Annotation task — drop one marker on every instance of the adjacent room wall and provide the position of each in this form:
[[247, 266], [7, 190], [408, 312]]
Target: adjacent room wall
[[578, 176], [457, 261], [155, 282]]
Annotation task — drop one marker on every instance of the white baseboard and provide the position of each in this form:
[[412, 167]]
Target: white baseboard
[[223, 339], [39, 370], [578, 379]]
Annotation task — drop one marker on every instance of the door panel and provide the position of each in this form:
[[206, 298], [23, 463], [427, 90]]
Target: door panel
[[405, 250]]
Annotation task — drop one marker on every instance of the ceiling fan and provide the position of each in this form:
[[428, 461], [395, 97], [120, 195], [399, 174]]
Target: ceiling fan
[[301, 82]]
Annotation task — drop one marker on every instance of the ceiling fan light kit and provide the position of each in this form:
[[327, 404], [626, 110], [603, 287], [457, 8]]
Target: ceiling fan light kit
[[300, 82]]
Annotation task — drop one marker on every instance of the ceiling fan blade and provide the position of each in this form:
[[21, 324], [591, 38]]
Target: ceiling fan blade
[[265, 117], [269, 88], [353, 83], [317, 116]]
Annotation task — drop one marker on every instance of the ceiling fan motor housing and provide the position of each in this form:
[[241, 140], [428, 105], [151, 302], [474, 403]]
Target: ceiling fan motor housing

• • • •

**Directions**
Reproduce the entire listing above verbatim, keeping every line in its original order.

**Exercise solution**
Annotation task — drop one marker on every instance of the adjacent room wall and provide the position of each in this form:
[[247, 266], [7, 190], [408, 312]]
Target: adjacent room wall
[[578, 176], [457, 261], [155, 282]]
Annotation task — drop one marker on every instance of the white baseboard and provide the position of each in this form:
[[412, 167]]
Target: white baseboard
[[223, 339], [39, 370], [578, 379]]
Annotation task — drop one marker on every instance of the door panel and provide the position of each in this form:
[[206, 298], [23, 463], [427, 90]]
Target: door panel
[[405, 250]]
Annotation task — drop one marker on every instance of the ceiling fan and provide the position of each in this form:
[[428, 461], [395, 97], [120, 195], [399, 174]]
Target: ceiling fan
[[301, 82]]
Annotation task — drop one marker on every instance of the ceiling fan light kit and provide the position of each in this form:
[[327, 404], [626, 110], [603, 287], [457, 8]]
Target: ceiling fan light kit
[[300, 82]]
Annotation task — drop one marker on every instance of the ceiling fan blade and provide the position of each in this form:
[[21, 324], [591, 38]]
Target: ceiling fan blade
[[265, 117], [269, 88], [353, 83], [317, 116]]
Annotation task — drop one marker on every instance of the ceiling fan motor housing and provide the position of each in this form:
[[241, 140], [428, 105], [151, 302], [474, 403]]
Target: ceiling fan motor housing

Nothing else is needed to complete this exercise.